Please write out the material below exactly as given.

_ _ _ _ _ _ _

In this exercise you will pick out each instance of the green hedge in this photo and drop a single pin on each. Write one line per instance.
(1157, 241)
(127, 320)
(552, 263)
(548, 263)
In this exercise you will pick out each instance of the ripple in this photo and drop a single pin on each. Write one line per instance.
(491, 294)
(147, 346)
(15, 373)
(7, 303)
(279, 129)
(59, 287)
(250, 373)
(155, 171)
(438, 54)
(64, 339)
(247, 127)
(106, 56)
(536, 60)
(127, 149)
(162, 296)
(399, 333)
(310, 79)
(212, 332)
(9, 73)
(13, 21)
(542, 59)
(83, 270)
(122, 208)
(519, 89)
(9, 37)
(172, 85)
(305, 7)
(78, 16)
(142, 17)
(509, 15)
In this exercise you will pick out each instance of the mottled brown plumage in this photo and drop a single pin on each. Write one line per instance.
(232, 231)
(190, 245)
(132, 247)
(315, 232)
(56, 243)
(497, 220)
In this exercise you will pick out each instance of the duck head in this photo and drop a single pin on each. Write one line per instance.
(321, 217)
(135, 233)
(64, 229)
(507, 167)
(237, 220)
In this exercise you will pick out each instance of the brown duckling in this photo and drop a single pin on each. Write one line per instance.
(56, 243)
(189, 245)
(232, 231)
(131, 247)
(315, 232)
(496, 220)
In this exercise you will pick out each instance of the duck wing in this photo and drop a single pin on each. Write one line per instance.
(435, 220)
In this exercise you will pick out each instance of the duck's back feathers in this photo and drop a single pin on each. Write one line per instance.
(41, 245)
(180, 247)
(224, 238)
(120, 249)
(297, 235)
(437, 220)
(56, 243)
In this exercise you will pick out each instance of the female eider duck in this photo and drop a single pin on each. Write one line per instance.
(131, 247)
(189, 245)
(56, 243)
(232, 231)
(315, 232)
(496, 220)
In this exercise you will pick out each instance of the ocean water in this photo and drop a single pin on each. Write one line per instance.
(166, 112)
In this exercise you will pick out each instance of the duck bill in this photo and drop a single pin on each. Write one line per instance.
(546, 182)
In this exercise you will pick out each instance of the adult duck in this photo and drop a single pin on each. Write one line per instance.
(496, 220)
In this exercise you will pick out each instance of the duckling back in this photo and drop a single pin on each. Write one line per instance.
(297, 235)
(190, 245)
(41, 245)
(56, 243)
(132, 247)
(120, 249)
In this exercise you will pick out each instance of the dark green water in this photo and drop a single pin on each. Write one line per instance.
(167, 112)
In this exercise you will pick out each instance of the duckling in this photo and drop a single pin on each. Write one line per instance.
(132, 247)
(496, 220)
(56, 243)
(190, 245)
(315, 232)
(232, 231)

_ _ _ _ _ _ _

• REPLY TO THE EXERCISE:
In this exercise you will pick out each instance of the green hedge in this photo and drop a single pin on each. Write one line per instance.
(1157, 241)
(127, 320)
(552, 263)
(548, 263)
In this exercise you will pick out each instance of the ripple in this photo and drop a single pin on each. Write one line per instance.
(491, 294)
(147, 346)
(15, 373)
(7, 303)
(279, 129)
(59, 287)
(250, 373)
(155, 171)
(438, 54)
(64, 339)
(247, 127)
(106, 56)
(536, 60)
(127, 149)
(162, 296)
(399, 333)
(310, 79)
(212, 332)
(9, 73)
(13, 21)
(542, 59)
(83, 270)
(122, 208)
(519, 89)
(9, 37)
(172, 85)
(305, 7)
(78, 16)
(142, 17)
(509, 15)
In this exercise you will pick out each instance of the mottled brown plumage in this photo and drop a single pin on each. Write one line per instance.
(232, 231)
(190, 245)
(132, 247)
(315, 232)
(56, 243)
(497, 220)
In this exercise you will pick out each instance of the duck head in this photo and drop a single pin on each. Write one line per instance.
(321, 217)
(135, 233)
(64, 229)
(507, 167)
(237, 220)
In this exercise you will pick out each instance of the brown duckling in this photo and drop a single pin on each. Write one line per instance.
(56, 243)
(189, 245)
(232, 231)
(131, 247)
(315, 232)
(496, 220)
In this exercise you will pick out each instance of the duck wing in this photo and drop a single pin on each. Write one line per instance.
(435, 220)
In this exercise you will pick out each instance of the duck's back feathers in this photo and drop a single pin on each. Write one line per instance.
(41, 245)
(180, 247)
(224, 238)
(120, 249)
(297, 235)
(437, 220)
(56, 243)
In this exercise you will pick out each instance of the female eider duck in this photo and drop a single pin on each. Write one line per instance.
(131, 247)
(189, 245)
(56, 243)
(232, 231)
(315, 232)
(496, 220)
In this exercise you will pick out each instance of the ocean water in this photo and drop a single pin on each. Write one line per instance.
(166, 112)
In this exercise you will pick out each instance of the duck bill in this photo and drop a single pin on each. Write one line per instance.
(546, 182)
In this exercise you will pick out each instance of the adult duck in this photo and drop a single pin on each. Write one line per instance.
(496, 220)
In this exercise you will pick out each instance of the duckling back in this photo and drop a single pin on each. Write one line per instance.
(297, 235)
(190, 245)
(41, 245)
(56, 243)
(132, 247)
(120, 249)
In this exercise you will pick out each instance of the dark green water in this photo and drop a single pin on each. Write one line per instance.
(167, 112)
In this exercise you will pick out each instance of the duckling in this photo and drop a single pin on each. Write one line per instance.
(132, 247)
(496, 220)
(56, 243)
(190, 245)
(315, 232)
(232, 231)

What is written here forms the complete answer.